▸ ИСХОДНЫЙ ТЕКСТ
В 2022 году Международный кинофестиваль Docudays UA должен был пройти в Киеве с 25 марта по 3 апреля, но из-за начала полномасштабной войны его график круто изменился: национальный конкурс, программу которого объявили 23 февраля, состоялся в рамках Краковского кинофестиваля в конце мая, а в ноябре-декабре показы странствующего Docudays посетили 22 области Украины и впервые были проведены за границей. Параллельно команда фестиваля вместе с другими украинскими кинематографистами активно оказывала информационное сопротивление российской агрессии. Собственно об этом – во второй части интервью с программером и директором индустриальной секции Docudays UA, кинопродюсером Дарьей Бассель.
– Сначала расскажите о нацконкурсе фестиваля – почему решили сотрудничать именно с польскими коллегами и как проходила организация?

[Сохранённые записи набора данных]
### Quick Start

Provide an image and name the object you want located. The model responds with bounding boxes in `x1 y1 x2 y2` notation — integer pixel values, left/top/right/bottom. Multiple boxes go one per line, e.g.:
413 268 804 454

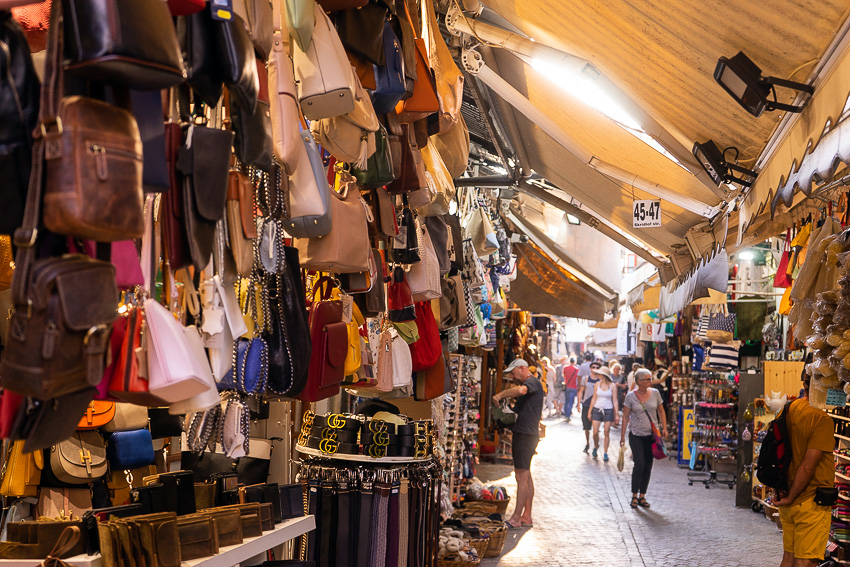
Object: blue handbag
218 337 269 394
106 429 154 470
372 22 405 115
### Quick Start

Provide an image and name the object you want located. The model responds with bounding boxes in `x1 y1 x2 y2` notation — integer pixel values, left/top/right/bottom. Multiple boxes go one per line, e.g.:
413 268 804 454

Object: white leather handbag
310 73 381 169
145 299 212 403
268 0 304 173
292 4 355 120
407 218 443 301
283 130 332 238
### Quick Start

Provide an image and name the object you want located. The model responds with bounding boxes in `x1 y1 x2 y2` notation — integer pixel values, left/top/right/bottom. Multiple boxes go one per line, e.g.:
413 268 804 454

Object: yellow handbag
0 439 44 498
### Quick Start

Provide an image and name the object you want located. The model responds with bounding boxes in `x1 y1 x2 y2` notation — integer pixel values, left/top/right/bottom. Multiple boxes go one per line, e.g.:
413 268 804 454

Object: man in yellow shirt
776 376 835 567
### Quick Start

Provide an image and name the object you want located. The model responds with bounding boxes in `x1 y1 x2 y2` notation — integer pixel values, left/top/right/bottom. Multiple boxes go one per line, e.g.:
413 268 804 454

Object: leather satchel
77 400 115 431
177 125 233 270
295 173 372 274
50 431 107 485
63 0 185 90
292 4 355 120
299 278 348 402
284 130 333 238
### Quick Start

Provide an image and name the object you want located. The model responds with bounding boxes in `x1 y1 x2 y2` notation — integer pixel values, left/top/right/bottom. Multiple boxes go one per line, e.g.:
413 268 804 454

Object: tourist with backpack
757 373 838 567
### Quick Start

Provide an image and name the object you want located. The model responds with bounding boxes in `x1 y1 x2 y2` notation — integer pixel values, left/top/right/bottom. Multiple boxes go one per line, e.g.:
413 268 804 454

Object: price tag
632 199 661 228
826 388 847 408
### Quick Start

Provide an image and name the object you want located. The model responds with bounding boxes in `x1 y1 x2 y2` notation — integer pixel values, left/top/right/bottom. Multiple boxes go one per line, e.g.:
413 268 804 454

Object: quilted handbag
298 278 348 402
284 130 333 238
292 4 355 120
410 301 443 372
106 429 154 471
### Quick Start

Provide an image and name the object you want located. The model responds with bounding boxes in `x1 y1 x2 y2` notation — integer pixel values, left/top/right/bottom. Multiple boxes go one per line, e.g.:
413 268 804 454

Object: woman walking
620 368 667 508
590 366 620 461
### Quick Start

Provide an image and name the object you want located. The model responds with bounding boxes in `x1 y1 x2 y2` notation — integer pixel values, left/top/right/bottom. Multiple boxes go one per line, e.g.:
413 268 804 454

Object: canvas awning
510 243 607 321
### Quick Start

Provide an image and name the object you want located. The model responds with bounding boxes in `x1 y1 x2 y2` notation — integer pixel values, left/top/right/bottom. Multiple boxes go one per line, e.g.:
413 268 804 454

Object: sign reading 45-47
632 199 661 228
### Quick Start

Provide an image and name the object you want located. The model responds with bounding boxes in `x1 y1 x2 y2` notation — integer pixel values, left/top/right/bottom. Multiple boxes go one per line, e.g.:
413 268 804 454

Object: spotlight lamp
714 51 815 118
693 140 757 187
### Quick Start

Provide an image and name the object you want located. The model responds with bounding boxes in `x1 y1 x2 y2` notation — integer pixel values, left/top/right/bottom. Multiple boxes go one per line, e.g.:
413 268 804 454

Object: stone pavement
477 419 782 567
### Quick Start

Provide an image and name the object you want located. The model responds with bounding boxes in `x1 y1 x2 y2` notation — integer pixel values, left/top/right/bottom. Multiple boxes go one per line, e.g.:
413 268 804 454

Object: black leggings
629 432 655 494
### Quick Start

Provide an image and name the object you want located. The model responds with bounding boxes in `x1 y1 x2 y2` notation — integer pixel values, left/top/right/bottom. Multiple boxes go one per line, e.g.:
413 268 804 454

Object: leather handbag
294 172 372 274
145 299 211 403
407 219 442 301
49 431 107 485
177 125 233 270
63 0 185 90
230 59 274 173
372 22 407 114
227 169 257 276
410 301 443 372
0 439 44 498
284 130 333 238
292 4 355 120
177 516 219 561
334 2 387 65
0 12 39 237
103 403 148 432
310 79 380 169
106 429 154 470
214 14 260 114
265 246 311 398
77 400 115 431
395 1 440 123
298 277 348 402
177 9 224 107
284 0 316 51
267 0 304 173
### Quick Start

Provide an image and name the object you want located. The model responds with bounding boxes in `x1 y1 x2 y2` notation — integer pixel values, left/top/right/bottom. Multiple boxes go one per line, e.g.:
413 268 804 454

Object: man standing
578 360 602 453
493 358 543 529
563 358 578 423
776 375 835 567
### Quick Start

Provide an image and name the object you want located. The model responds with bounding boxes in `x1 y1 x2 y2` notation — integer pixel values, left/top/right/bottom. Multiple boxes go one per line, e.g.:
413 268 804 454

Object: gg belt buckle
319 439 339 455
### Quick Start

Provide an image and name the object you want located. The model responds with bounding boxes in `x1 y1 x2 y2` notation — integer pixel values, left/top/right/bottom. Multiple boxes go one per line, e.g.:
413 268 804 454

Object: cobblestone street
478 412 782 567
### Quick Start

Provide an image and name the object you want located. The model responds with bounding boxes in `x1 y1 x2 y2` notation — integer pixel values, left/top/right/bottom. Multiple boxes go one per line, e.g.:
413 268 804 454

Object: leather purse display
292 4 355 120
177 121 233 270
295 172 372 274
60 0 185 90
106 429 154 470
299 278 348 402
284 130 333 238
49 431 107 485
213 14 260 114
77 400 115 430
0 439 44 498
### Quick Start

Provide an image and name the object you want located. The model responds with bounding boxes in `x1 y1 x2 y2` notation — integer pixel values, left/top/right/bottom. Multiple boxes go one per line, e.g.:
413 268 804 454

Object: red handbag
298 276 348 402
410 301 443 372
773 229 793 287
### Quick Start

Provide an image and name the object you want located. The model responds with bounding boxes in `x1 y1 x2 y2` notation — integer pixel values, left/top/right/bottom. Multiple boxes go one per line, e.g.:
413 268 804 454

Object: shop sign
632 199 661 228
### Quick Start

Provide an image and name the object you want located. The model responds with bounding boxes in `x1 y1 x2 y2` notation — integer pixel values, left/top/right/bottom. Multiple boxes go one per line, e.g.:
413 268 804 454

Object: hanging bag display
292 4 355 120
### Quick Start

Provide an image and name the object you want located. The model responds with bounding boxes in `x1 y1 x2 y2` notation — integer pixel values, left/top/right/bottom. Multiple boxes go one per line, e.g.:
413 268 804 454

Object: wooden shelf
0 516 316 567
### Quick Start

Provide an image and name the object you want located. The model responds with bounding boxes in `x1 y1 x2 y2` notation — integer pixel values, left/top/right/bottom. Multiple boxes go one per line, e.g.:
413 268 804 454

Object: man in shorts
775 375 835 567
493 358 543 529
577 360 602 453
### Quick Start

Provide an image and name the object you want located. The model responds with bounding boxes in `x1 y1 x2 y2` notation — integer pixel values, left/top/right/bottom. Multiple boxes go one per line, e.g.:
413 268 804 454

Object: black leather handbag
177 125 233 270
265 246 312 398
62 0 186 90
214 15 260 114
0 11 40 234
177 9 224 106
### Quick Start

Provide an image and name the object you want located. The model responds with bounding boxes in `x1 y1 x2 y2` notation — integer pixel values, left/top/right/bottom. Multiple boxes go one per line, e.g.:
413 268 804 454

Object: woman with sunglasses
620 368 667 508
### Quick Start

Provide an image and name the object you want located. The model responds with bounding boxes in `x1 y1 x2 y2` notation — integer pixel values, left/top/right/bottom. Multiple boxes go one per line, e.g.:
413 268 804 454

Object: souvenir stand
0 0 515 567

▸ ЗАДАНИЯ
A – Где в 2022 году прошёл национальный конкурс, если верить тексту о фестивале Docudays UA?
B – Продублируйте фрагмент текста о фестивале Docudays UA между словами «В 2022 году» и «кинопродюсером Дарьей Бассель.» включительно.
C – Продолжите текст о фестивале Docudays UA, начав сразу после последней приведённой в нём фразы.
Эти записи получены из другого источника.

▸ ОТВЕТЫ
A – В рамках Краковского кинофестиваля, в конце мая.

B –
В 2022 году Международный кинофестиваль Docudays UA должен был пройти в Киеве с 25 марта по 3 апреля, но из-за начала полномасштабной войны его график круто изменился: национальный конкурс, программу которого объявили 23 февраля, состоялся в рамках Краковского кинофестиваля в конце мая, а в ноябре-декабре показы странствующего Docudays посетили 22 области Украины и впервые были проведены за границей. Параллельно команда фестиваля вместе с другими украинскими кинематографистами активно оказывала информационное сопротивление российской агрессии. Собственно об этом – во второй части интервью с программером и директором индустриальной секции Docudays UA, кинопродюсером Дарьей Бассель.

C –
– На самом деле это получилось максимально естественно. С первых же дней полномасштабного вторжения нам написали буквально все зарубежные коллеги. Среди них было немало тех, у кого также предполагались фестивали в ближайшее время – март, апрель, май, июнь, – и все предлагали свои площадки для нашей программы, полностью или частично. Конечно, в первые недели постичь и осмыслить происходящее мы не могли, поэтому просто отвечали на письма и благодарили, а где-то в марте, когда мы немного пришли в себя, поступило предложение от Краковского кинофестиваля захостить национальный конкурс Docudays. Идея понравилась, поскольку конкурс уже был полностью сформирован, фильмы в нем были очень крутые, а мы вообще не понимали, что будет дальше. Организацию полностью обеспечили коллеги с Краковского кинофестиваля: они покрыли все расходы, привезли всех режиссеров, организовали все показы. Последние, кстати, символически проводились в кинотеатре Kijów.
Это стало лишь началом пути: после Кракова мы возили наш нацконкурс по многим фестивалям. Из тех, что сейчас припоминаю, – Шеффилдский и Лейпцигский.
– До конца 2022-го показы Docudays UA продолжались в странствующем формате: почему решили проводить фестиваль в Украине и как решали задачи безопасности и обесточивания?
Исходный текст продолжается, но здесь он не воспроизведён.